Every line from the line containing "Can you find the dark" through the final line of the data is to be printed exactly; no other line is to appear.

[BEGIN Exercise material]

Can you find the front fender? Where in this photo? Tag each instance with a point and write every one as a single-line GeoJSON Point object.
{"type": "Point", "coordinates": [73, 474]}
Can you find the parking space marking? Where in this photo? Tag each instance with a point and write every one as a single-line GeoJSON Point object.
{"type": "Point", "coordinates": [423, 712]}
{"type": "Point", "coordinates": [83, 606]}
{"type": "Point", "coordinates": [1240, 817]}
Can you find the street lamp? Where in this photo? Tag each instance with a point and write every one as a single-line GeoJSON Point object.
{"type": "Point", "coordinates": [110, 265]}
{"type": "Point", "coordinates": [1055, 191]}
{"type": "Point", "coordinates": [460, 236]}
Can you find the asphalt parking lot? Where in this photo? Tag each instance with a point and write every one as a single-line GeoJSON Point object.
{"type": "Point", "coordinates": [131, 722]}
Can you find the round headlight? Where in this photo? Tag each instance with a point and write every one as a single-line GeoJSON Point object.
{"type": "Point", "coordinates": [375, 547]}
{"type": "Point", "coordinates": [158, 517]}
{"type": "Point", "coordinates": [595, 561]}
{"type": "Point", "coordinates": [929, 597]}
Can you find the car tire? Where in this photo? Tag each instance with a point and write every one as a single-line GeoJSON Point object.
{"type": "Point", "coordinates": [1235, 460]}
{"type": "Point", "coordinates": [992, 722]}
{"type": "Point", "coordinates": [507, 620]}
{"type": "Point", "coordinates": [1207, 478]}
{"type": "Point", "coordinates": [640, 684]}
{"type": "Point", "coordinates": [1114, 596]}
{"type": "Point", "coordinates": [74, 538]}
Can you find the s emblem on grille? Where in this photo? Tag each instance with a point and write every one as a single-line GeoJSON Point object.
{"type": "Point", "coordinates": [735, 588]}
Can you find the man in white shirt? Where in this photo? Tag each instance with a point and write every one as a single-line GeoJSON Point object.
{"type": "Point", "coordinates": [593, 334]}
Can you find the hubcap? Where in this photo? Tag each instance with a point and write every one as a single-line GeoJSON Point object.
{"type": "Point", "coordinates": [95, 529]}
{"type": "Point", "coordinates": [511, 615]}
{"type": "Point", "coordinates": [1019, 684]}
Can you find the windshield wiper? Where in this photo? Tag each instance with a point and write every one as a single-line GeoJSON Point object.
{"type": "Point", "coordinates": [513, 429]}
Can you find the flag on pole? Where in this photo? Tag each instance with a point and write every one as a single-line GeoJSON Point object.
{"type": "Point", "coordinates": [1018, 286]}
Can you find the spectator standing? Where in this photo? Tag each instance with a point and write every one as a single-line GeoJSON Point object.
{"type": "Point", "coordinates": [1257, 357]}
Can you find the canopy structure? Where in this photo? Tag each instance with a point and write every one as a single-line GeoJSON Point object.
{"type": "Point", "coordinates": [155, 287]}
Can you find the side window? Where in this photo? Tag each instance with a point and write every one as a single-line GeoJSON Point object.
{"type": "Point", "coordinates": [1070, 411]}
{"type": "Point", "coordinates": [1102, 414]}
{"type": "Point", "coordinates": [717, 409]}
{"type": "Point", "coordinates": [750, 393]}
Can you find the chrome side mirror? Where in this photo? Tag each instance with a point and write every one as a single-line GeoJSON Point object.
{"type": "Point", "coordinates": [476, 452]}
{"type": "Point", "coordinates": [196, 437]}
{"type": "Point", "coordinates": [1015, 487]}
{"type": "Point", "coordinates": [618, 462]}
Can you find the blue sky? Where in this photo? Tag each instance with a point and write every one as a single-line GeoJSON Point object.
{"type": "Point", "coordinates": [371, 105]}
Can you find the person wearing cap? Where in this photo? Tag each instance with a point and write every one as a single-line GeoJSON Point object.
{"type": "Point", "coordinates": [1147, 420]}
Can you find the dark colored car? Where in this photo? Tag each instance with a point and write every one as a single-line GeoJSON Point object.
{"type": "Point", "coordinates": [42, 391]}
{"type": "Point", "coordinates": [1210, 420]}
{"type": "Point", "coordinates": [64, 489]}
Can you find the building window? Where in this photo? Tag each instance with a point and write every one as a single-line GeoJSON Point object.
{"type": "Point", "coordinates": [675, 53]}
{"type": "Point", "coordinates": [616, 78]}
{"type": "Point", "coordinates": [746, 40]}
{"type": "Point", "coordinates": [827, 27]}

[END Exercise material]

Answer for this exercise:
Can you find the dark colored car? Where in this photo? Tag each instance with a point and write every one as a single-line GeoJSON Point object.
{"type": "Point", "coordinates": [42, 391]}
{"type": "Point", "coordinates": [1210, 420]}
{"type": "Point", "coordinates": [64, 489]}
Can you find the building window? Where in this photo? Tag each instance with a point and write every one as a single-line GeoJSON Point object.
{"type": "Point", "coordinates": [675, 53]}
{"type": "Point", "coordinates": [616, 78]}
{"type": "Point", "coordinates": [746, 40]}
{"type": "Point", "coordinates": [827, 27]}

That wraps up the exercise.